━━━ DOCUMENT ━━━

To the person who told us to swaddle our baby: please high-five yourself. In the face. Now I know what you’re thinking, everyone swaddles their babies, it’s totally normal so why are you ticked off at the person who advised you to swaddle your baby? The answer is simple: because now we’re screwed.
Fletcher is at the age when it’s advised that you stop swaddling, but we can’t stop swaddling him, because he doesn’t know how to self-soothe. It also doesn’t help that I gave birth to a miniature Houdini! What this means in the real world is that, if he manages to wriggle one or (gods help us) both arms free, he will wake up at least every 45 minutes to an hour wearing his swaddle blankie like a scarf and need to be helped back to lala land. This comes in a range of forms from giving him back his dummy (which he inevitably spits out ±30 seconds after falling asleep) to giving him a bottle, or taking him out of the cot and rocking him back to sleep. Ok, so we keep swaddling him a bit longer and try to slowly ween him off the swaddle. Cool.
Enter the second part of this compound problem. Lately, he wakes up pretty much every hour, at best every two hours whether he’s swaddled or not. Initially, we thought he was waking because he was hungry. So this weekend we took the decision to introduce solids to his daily meal plan. At his last check-up Sr Liesel gave us the talk about introducing solids, explaining that rice cereal is now taboo – empty calories and all – and that one should start with veggies. Cool, no problem.

━━━ SUPPLIED RECORDS ━━━

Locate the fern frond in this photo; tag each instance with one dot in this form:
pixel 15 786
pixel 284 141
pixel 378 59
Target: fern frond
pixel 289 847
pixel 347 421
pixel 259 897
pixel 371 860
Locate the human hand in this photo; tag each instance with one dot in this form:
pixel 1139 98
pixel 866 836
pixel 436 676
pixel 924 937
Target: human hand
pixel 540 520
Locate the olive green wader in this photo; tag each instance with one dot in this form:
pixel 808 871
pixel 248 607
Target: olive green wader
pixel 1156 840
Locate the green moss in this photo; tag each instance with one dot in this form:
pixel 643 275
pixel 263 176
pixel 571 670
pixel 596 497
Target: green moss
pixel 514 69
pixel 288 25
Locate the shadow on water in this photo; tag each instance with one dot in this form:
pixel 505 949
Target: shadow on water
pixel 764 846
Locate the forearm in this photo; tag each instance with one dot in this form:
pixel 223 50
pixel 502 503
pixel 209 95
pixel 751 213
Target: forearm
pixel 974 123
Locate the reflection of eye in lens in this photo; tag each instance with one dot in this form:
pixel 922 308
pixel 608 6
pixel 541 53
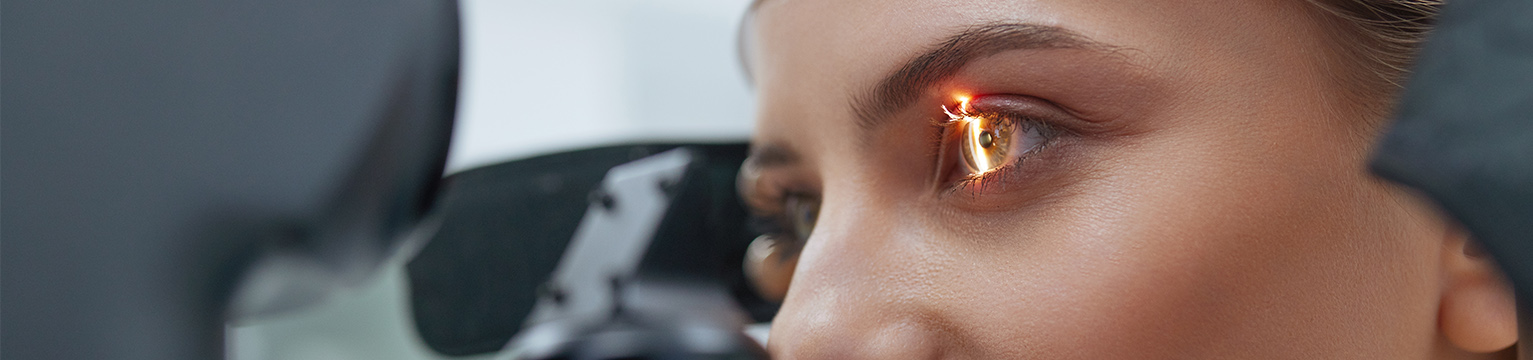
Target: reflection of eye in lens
pixel 800 213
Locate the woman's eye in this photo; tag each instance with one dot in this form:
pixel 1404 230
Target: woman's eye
pixel 988 141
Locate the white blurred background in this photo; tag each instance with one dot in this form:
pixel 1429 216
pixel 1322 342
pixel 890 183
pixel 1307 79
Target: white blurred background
pixel 543 77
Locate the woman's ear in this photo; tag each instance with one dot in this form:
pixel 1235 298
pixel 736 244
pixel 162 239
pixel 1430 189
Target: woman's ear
pixel 1478 311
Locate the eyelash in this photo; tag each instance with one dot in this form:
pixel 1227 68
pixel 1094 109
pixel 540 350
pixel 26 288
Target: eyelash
pixel 946 149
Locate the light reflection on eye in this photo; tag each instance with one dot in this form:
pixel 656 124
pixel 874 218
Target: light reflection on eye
pixel 988 143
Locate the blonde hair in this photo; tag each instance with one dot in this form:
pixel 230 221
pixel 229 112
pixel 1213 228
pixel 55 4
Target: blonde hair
pixel 1381 37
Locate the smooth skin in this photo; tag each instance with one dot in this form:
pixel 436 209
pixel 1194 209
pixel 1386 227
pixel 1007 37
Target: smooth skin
pixel 1207 196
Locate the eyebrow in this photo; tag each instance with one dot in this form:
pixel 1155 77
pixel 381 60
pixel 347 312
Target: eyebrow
pixel 909 81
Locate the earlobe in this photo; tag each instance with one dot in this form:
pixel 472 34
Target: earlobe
pixel 1477 311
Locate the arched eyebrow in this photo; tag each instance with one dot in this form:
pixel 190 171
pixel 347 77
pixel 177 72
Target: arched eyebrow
pixel 903 86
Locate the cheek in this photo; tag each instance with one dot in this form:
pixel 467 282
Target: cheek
pixel 1188 252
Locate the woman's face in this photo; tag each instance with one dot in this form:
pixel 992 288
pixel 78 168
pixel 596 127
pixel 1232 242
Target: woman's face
pixel 1127 180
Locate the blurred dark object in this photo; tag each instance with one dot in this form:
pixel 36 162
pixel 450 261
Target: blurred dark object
pixel 169 164
pixel 646 274
pixel 506 227
pixel 1464 132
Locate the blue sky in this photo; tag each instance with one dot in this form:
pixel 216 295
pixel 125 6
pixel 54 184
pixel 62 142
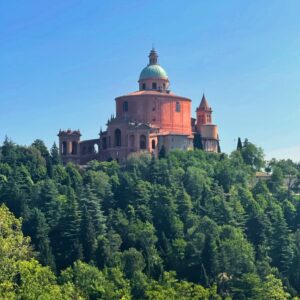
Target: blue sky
pixel 62 63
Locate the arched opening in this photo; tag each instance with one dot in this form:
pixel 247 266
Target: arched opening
pixel 64 148
pixel 74 148
pixel 96 148
pixel 90 149
pixel 143 143
pixel 132 141
pixel 117 137
pixel 104 143
pixel 153 144
pixel 125 106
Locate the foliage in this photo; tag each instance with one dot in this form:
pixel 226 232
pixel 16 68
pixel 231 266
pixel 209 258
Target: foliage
pixel 189 225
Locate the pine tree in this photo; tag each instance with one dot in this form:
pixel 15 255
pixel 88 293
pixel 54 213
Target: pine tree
pixel 66 235
pixel 88 235
pixel 36 226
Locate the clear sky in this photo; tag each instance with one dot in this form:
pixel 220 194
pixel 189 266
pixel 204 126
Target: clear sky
pixel 62 63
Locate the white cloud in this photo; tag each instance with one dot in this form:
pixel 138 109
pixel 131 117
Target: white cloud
pixel 285 153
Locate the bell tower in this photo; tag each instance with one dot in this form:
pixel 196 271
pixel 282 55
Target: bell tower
pixel 205 128
pixel 204 113
pixel 69 146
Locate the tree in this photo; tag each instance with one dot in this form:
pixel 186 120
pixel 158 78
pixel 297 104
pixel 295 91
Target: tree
pixel 36 226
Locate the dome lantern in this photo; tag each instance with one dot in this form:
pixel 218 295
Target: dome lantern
pixel 153 76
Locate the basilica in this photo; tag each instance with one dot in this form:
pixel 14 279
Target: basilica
pixel 148 120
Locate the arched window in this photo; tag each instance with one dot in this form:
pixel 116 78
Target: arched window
pixel 104 143
pixel 143 143
pixel 117 137
pixel 125 106
pixel 132 141
pixel 153 144
pixel 91 149
pixel 64 148
pixel 74 148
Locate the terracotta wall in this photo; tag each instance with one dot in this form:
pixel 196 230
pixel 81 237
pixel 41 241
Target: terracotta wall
pixel 159 110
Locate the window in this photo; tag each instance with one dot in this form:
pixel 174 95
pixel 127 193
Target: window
pixel 125 106
pixel 132 141
pixel 104 143
pixel 64 148
pixel 118 138
pixel 142 142
pixel 96 148
pixel 153 144
pixel 91 149
pixel 74 148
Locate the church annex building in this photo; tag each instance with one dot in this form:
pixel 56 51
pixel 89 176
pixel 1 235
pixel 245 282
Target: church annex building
pixel 147 120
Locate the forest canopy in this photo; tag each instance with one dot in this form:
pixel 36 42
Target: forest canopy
pixel 187 225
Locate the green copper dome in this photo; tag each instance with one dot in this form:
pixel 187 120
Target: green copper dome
pixel 153 71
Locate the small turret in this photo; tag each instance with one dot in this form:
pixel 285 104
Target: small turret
pixel 69 145
pixel 153 57
pixel 204 113
pixel 205 128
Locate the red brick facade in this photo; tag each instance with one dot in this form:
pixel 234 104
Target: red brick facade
pixel 145 121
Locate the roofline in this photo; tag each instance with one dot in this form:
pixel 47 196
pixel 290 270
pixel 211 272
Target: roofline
pixel 158 94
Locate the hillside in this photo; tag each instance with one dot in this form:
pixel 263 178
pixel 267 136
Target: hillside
pixel 190 225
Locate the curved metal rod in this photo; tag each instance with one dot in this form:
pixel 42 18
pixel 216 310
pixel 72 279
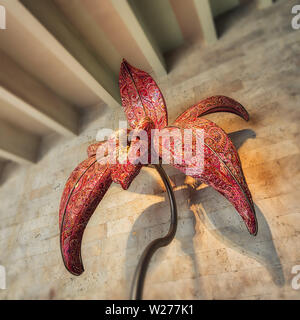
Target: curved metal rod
pixel 141 269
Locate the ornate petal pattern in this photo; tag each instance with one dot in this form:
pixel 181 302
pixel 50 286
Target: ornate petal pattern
pixel 211 105
pixel 145 109
pixel 222 168
pixel 83 191
pixel 141 97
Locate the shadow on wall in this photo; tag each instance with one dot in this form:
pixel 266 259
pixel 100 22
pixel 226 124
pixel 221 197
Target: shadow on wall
pixel 209 210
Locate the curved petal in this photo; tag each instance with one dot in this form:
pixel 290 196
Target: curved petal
pixel 83 191
pixel 141 97
pixel 221 166
pixel 211 105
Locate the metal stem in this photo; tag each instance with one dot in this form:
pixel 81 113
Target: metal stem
pixel 141 269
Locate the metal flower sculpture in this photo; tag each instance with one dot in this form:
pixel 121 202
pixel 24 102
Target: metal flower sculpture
pixel 145 109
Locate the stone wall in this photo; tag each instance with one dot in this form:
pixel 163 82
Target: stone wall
pixel 256 61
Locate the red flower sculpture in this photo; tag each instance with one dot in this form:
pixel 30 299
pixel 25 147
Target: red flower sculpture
pixel 145 109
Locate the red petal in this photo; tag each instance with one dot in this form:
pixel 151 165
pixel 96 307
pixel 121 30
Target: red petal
pixel 83 191
pixel 221 168
pixel 141 97
pixel 211 105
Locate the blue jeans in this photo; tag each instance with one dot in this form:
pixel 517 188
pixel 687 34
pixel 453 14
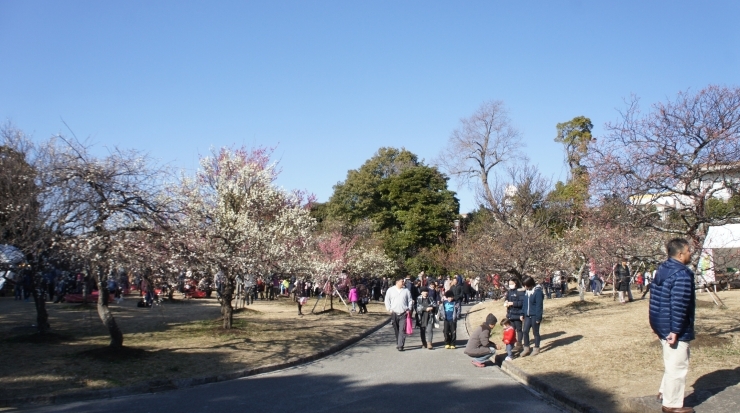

━━━

▶ **TASK INSTRUCTIONS**: Carry on the blog post about swaddling Fletcher from its final sentence, writing the next part in the same voice.

▶ **RESPONSE TO THE TASK**:
On Friday night I steamed about half a metric ton of butternut, mashed it up, divvied it into an empty ice tray, ready to be thawed in perfect little portion-sized batches. On Saturday morning we excitedly heated a teaspoon of butternut, put Fletcher into the appropriate protective clothing and began introducing him to the wonders of tepid, unseasoned butternut. He loved it. I mean he didn’t have a clue how to eat it – pushing most of it out of his mouth with his tongue – but he seemed to enjoy the bits that stayed in his mouth. That evening we repeated the process, hoping this would solve our sleep problems. Boy were we wrong.
Saturday night saw us rising every one to two hours throughout the night with the ritual culminating in a 30 minute screaming match at 5am. Becs eventually managed to settle him again, but his new-found allergy to sleeping meant that by 07:00 he was now ready to face the day. Bleary-eyed, we stumbled from bed to heat round two of the butternut extravaganza. Part of me – ok, all of me – hoped that the second day would reinforce everything and that Sunday night he’d really sleep well. Negative Ghost Rider.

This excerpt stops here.